Task details: Reproduce verbatim the lines of the items below, from the line containing "Mark every instance of the white flower" through the end of the items.

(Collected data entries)

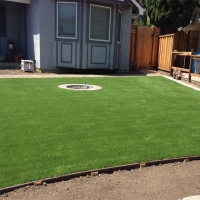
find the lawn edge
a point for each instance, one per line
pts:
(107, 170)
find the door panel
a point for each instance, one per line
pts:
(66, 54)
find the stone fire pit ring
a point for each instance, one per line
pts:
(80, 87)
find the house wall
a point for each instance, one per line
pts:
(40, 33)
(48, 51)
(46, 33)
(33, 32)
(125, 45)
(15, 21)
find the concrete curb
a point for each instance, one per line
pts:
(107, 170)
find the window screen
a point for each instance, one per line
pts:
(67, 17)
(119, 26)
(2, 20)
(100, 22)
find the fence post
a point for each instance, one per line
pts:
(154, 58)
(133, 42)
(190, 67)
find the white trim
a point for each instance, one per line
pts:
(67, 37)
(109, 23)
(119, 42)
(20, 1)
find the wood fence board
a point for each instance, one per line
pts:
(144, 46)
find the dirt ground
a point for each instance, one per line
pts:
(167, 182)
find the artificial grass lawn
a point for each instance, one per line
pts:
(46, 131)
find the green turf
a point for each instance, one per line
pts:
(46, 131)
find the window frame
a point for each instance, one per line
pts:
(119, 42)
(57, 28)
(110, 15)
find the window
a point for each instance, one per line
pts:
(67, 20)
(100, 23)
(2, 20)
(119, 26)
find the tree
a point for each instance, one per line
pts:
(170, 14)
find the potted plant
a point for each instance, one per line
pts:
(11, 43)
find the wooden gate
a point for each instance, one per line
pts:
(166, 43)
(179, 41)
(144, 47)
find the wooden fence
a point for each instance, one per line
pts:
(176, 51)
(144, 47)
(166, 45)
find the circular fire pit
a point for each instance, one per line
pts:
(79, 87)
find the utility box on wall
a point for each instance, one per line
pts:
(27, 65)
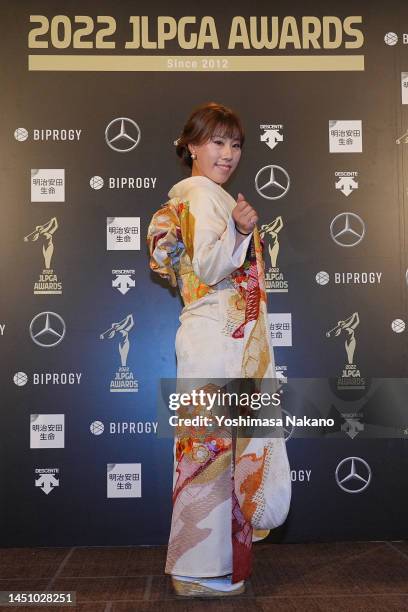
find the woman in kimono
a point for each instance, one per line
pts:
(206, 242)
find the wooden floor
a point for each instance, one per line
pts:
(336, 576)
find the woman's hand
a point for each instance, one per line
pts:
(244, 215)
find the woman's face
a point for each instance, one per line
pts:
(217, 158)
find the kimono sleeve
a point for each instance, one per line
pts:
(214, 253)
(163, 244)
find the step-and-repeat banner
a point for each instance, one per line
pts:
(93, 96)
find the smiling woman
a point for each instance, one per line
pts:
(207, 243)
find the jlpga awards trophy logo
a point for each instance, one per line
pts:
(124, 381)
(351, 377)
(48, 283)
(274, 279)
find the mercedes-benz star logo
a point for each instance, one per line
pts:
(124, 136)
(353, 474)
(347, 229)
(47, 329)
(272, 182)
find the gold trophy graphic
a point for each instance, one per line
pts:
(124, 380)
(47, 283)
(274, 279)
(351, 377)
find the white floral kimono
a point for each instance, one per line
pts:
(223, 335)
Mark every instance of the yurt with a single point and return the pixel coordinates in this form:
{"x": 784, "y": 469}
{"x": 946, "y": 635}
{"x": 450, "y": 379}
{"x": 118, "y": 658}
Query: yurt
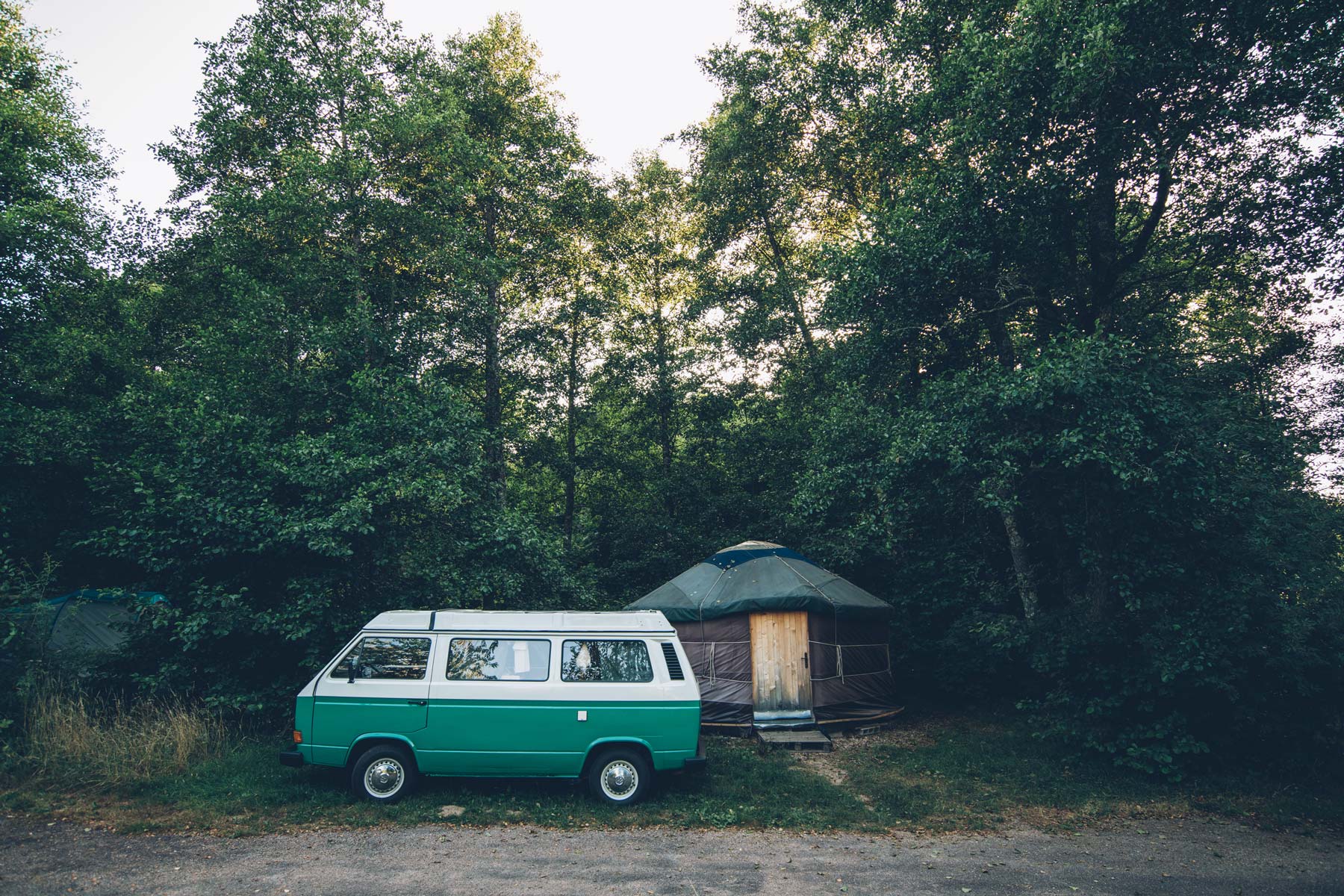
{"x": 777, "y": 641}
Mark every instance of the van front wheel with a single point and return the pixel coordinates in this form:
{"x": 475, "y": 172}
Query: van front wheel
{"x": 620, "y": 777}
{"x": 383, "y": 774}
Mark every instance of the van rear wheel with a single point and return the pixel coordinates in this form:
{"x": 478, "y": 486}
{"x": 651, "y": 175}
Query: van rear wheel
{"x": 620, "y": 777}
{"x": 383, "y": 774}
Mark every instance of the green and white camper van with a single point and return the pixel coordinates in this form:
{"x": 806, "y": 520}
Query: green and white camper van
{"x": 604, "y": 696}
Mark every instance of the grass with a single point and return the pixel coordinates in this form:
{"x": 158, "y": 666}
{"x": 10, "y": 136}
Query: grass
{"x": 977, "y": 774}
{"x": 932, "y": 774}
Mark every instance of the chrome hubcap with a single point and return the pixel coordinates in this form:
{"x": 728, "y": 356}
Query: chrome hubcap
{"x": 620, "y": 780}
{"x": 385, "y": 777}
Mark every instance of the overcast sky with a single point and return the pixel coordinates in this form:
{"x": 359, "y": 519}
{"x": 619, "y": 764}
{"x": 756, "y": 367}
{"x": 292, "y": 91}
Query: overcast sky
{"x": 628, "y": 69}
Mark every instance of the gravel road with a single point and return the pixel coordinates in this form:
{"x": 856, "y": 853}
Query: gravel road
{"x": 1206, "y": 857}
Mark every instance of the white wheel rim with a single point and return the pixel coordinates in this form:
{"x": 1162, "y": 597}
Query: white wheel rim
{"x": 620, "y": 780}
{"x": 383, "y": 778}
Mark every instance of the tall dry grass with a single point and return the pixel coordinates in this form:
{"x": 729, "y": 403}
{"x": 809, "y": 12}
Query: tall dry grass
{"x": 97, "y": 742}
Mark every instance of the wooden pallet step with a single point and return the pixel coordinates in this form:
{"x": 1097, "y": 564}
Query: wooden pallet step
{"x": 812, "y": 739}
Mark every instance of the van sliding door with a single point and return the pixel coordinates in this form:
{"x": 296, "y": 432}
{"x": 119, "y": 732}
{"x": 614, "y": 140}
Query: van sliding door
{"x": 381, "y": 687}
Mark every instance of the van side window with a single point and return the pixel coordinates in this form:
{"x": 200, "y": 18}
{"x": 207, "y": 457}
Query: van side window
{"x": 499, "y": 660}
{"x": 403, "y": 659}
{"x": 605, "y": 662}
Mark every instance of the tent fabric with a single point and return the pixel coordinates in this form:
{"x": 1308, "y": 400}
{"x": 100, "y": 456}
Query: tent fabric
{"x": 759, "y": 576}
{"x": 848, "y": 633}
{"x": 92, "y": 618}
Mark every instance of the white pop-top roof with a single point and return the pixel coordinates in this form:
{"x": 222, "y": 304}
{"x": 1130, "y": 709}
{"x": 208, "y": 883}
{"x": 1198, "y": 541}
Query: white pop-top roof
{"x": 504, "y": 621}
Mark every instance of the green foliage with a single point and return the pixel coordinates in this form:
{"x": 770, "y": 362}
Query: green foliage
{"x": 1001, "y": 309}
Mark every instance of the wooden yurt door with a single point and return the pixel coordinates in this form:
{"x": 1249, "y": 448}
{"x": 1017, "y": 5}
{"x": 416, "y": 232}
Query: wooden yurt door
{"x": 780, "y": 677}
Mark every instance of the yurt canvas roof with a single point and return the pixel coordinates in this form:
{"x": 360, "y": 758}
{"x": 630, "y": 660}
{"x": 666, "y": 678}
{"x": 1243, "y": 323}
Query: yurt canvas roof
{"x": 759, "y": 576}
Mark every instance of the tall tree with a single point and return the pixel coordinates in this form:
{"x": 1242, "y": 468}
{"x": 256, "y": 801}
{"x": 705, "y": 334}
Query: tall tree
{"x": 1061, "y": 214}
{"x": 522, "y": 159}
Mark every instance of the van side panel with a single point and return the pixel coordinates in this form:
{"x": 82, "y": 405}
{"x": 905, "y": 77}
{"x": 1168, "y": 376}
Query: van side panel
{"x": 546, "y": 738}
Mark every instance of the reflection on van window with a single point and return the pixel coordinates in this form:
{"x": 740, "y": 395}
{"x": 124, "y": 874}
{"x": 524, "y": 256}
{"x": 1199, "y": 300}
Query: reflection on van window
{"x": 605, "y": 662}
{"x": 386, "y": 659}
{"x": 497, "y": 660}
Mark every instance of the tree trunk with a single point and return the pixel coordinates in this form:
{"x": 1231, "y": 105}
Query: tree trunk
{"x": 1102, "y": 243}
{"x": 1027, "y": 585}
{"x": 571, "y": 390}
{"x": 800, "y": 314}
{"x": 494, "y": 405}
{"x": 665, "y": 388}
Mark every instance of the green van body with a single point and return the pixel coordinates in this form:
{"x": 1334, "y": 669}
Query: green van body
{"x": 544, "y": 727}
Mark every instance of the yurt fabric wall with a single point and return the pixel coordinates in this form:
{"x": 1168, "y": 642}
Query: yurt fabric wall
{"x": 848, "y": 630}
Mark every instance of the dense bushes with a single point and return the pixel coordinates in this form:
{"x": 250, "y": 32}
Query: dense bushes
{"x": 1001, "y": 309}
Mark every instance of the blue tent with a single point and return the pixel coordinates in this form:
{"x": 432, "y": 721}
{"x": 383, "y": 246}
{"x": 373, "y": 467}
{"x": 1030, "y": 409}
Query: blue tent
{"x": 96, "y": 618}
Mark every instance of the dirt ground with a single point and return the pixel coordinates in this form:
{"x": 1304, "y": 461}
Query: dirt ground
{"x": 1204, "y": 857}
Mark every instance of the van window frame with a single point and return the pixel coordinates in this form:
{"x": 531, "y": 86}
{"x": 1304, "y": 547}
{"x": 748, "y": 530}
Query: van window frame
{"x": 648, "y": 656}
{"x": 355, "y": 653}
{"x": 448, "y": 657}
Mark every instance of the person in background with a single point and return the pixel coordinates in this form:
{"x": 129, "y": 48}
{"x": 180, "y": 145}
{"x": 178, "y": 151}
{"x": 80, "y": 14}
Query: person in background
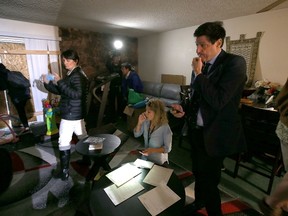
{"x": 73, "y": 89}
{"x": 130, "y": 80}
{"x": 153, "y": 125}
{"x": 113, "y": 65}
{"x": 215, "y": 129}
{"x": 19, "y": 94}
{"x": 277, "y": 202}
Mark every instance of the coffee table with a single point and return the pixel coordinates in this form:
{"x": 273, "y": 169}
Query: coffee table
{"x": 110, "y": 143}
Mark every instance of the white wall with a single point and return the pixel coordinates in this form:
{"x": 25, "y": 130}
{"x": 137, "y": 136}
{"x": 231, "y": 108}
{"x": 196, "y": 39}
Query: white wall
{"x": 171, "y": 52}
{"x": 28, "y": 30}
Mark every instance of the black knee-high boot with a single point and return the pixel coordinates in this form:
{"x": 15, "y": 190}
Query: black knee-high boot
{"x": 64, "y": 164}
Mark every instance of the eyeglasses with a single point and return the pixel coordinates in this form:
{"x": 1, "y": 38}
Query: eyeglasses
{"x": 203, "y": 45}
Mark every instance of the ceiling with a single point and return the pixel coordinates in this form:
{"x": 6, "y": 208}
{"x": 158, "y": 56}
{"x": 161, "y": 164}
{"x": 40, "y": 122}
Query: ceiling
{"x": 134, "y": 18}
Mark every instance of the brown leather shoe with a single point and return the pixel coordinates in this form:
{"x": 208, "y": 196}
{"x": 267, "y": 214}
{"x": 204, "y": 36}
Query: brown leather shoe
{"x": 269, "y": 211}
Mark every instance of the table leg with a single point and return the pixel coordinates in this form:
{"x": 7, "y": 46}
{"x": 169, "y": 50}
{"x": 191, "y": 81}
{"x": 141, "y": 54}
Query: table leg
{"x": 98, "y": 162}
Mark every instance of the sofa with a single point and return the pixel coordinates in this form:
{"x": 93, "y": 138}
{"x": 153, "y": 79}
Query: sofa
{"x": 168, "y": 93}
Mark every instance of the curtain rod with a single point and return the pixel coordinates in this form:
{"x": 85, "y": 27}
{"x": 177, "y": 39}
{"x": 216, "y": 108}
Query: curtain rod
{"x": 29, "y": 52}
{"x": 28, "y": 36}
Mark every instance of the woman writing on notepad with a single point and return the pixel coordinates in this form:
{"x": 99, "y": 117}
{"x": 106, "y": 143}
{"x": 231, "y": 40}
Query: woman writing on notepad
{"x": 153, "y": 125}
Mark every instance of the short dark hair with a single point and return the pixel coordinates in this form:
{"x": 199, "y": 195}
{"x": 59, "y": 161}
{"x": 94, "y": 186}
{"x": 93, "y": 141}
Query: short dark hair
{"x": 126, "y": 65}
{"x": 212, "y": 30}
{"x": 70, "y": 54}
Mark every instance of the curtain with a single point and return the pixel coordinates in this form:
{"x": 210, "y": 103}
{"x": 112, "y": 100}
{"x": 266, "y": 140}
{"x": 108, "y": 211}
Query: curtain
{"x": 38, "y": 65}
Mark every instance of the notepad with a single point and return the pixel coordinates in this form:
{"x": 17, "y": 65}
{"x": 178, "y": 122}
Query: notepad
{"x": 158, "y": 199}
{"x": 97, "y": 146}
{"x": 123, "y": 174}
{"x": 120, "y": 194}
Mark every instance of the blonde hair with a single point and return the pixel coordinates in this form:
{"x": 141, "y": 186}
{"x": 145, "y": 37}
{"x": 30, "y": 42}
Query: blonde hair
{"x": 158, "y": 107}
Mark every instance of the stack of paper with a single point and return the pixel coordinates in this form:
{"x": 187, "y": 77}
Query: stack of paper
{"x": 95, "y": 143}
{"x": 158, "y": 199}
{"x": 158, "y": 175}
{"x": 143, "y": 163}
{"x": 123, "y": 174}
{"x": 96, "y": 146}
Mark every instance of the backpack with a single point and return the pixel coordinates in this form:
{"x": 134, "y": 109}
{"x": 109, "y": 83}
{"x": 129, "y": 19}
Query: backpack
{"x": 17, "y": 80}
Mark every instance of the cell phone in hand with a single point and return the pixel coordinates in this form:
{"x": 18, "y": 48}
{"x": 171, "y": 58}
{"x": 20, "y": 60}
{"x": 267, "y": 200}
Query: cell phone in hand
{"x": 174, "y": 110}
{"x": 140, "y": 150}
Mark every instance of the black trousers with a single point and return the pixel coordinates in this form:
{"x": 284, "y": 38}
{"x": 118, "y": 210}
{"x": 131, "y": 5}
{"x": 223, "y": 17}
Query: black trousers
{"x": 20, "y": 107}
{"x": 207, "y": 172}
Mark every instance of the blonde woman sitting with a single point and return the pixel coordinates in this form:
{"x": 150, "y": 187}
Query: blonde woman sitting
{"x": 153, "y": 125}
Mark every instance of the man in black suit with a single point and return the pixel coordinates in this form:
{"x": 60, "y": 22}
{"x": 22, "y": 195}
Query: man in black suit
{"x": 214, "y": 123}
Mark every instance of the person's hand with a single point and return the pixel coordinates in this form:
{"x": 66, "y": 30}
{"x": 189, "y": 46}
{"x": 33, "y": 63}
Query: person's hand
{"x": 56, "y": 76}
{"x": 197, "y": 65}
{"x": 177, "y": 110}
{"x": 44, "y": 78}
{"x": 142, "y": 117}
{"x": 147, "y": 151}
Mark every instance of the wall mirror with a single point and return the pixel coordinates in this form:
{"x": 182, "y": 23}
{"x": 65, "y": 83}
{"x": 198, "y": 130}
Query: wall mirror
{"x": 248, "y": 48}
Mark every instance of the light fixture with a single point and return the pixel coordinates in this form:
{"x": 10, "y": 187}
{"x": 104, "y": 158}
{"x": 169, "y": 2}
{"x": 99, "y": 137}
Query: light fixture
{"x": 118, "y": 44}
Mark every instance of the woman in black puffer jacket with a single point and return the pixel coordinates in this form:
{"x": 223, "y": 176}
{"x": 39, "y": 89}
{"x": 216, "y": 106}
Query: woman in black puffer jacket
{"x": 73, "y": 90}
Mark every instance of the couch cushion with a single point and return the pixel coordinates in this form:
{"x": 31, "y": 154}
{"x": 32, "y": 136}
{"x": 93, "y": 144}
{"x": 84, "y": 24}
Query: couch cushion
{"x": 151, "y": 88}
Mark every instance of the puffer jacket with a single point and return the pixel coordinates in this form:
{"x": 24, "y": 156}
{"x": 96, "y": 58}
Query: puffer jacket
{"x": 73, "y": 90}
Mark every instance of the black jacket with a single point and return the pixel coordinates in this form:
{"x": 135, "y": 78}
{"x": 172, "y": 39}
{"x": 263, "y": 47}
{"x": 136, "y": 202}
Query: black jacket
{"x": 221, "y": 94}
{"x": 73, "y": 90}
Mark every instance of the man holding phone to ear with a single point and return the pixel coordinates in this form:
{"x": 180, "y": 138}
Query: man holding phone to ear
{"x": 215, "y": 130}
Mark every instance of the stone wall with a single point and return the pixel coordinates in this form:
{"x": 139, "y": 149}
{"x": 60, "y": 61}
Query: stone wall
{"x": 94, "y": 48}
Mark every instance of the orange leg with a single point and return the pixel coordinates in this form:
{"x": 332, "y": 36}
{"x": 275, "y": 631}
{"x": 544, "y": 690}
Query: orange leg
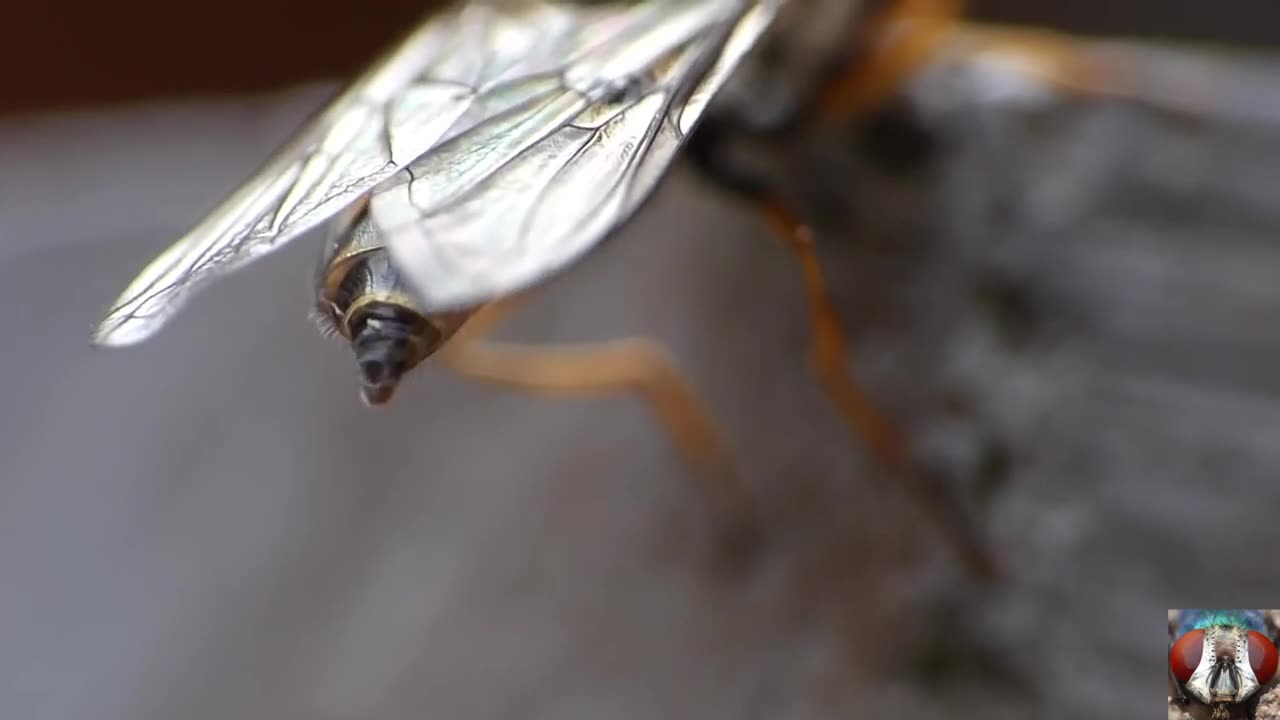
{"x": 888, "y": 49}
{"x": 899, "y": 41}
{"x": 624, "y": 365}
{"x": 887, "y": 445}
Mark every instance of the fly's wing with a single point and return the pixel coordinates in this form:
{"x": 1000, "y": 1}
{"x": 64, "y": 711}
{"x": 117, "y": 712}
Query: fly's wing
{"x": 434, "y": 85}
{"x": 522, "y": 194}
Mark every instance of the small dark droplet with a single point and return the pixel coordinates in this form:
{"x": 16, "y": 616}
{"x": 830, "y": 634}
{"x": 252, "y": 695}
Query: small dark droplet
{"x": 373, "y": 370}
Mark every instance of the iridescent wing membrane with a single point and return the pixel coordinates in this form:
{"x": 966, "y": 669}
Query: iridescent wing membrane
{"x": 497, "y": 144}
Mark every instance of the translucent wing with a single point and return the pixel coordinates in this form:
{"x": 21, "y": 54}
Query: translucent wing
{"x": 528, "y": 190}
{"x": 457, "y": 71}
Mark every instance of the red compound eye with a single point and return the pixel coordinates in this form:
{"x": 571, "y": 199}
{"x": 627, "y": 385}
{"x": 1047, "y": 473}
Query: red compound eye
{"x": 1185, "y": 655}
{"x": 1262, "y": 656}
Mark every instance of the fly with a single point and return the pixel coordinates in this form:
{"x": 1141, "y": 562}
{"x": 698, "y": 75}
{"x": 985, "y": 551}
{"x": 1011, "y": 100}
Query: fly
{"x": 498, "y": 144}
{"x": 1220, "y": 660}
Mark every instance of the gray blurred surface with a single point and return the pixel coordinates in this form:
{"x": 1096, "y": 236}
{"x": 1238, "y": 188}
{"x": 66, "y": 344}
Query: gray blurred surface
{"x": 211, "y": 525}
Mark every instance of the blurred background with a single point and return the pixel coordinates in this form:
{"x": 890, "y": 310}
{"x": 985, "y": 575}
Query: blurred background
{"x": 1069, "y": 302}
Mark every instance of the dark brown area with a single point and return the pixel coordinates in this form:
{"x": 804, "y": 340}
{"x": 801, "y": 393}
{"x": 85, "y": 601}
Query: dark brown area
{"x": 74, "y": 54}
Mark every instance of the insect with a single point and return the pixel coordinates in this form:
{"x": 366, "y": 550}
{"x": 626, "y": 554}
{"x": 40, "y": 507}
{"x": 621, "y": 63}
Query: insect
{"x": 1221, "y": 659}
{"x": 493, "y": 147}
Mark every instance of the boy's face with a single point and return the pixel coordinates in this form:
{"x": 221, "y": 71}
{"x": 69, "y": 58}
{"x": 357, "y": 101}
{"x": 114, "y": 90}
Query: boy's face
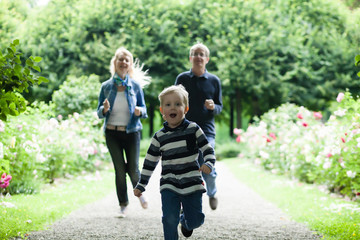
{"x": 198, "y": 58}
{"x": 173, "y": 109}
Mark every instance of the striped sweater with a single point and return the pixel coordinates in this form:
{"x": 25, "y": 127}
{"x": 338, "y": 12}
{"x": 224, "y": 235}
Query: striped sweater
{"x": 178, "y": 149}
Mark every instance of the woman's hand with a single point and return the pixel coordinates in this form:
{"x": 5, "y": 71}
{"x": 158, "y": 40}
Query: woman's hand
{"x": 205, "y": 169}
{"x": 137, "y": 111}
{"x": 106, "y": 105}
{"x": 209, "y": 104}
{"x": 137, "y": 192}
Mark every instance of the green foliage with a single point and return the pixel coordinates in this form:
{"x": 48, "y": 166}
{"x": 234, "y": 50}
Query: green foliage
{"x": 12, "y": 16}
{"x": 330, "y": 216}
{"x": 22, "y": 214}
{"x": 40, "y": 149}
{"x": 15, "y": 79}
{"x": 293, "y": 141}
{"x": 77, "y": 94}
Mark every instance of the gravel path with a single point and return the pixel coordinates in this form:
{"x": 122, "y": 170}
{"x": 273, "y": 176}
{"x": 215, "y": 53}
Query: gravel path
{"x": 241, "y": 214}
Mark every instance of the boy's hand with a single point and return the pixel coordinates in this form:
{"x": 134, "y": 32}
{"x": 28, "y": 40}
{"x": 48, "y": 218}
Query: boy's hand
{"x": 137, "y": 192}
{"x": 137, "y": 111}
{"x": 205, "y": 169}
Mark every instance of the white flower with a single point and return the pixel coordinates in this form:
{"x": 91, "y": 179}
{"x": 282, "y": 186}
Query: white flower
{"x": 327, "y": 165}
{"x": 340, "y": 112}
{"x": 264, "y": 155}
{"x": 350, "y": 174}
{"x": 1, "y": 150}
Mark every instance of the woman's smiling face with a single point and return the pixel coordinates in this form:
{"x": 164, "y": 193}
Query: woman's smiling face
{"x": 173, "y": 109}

Reply to the exercise:
Mark every instance of the white flower with a single point and return the pixel coordinates in this form:
{"x": 91, "y": 179}
{"x": 282, "y": 186}
Query: white flower
{"x": 327, "y": 165}
{"x": 340, "y": 112}
{"x": 264, "y": 155}
{"x": 350, "y": 174}
{"x": 1, "y": 150}
Mark every instance of the woman's smiling face with a single point and return the pixel coordinates in this form:
{"x": 164, "y": 193}
Query: woman's smiling face
{"x": 173, "y": 109}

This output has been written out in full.